** Texto de página **
______________________________

DOMINGUERO

Viajes de fin de semana con origen en Pamplona

26.2.05

08/2005-Morella y La Oliva en solitario

El viernes asistí a una charla de Eloy Tizón. Se trata de un escritor nacido en Madrid en 1964 que publica poco pero escribe muy bien. He comenzado la lectura de su libro de relatos "Velocidad de los jardines".

El sábado salí un poco más tarde de lo habitual porque no tenía que recoger a nadie y me entretuve con el desayuno. Había pronósticos de mal tiempo y en Pamplona llovía, así que tomé dirección sur. Al cabo de una hora la lluvia había quedado muy atrás, y un cielo claro con sol brillante y algunas nubes muy blancas me acompañaron durante casi todo el día.

Esquivé Zaragoza por una variante trazada por el oeste. Al pasar por Fuentes de Ebro me llamó la atención una esbelta torre, de la que tomé nota para regresar otro día. De momento quería llegar más lejos y no quería empezar a pararme mucho. Pero la iglesia en la zona más alta de Quinto me atrajo más y pensé en aprovechar la parada para almorzar. Eran casi las once y media. Llegué con el coche hasta cerca de la iglesia, que estaba toda muy nueva y restaurada. Fotografié, sin leer, el panel explicativo. En casa he leído que el edificio quedó tan maltrecho durante la guerra civil que construyeron otra iglesia en la parte baja del pueblo. Luego consolidaron las ruinas y la restauración llegó entre 1996 y 2003. Eso explica la inscripción con trazo vacilante que se puede leer (el panel informativo se refiere a él diciendo: "Destacan en el ábside pentagonal los hermosos ventanales de traza gótica. Se cierran con yeserías y alabastro...") en uno de los ventanales: "JL L.G. AÑO 1998 F Q H 7 7 1998", con la peculiaridad de que el rabo de la letra Q apunta a la izquierda. La torre, con sus dibujos geométricos en ladrillo, resulta notable. La casa de cultura lleva el nombre de Jardiel Poncela (cuyo padre era de Quinto) que de niño pasó largas temporadas en el pueblo.

______________________________

** Material **
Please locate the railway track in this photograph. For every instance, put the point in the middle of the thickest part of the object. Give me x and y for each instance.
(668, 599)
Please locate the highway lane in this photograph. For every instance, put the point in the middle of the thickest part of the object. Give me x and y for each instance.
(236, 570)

______________________________

** Instrucciones y requisitos **
Según el relato del viaje, ¿entre qué años se llevó a cabo la restauración de la iglesia de la zona alta de Quinto?

** Respuesta del ejercicio **
Entre 1996 y 2003.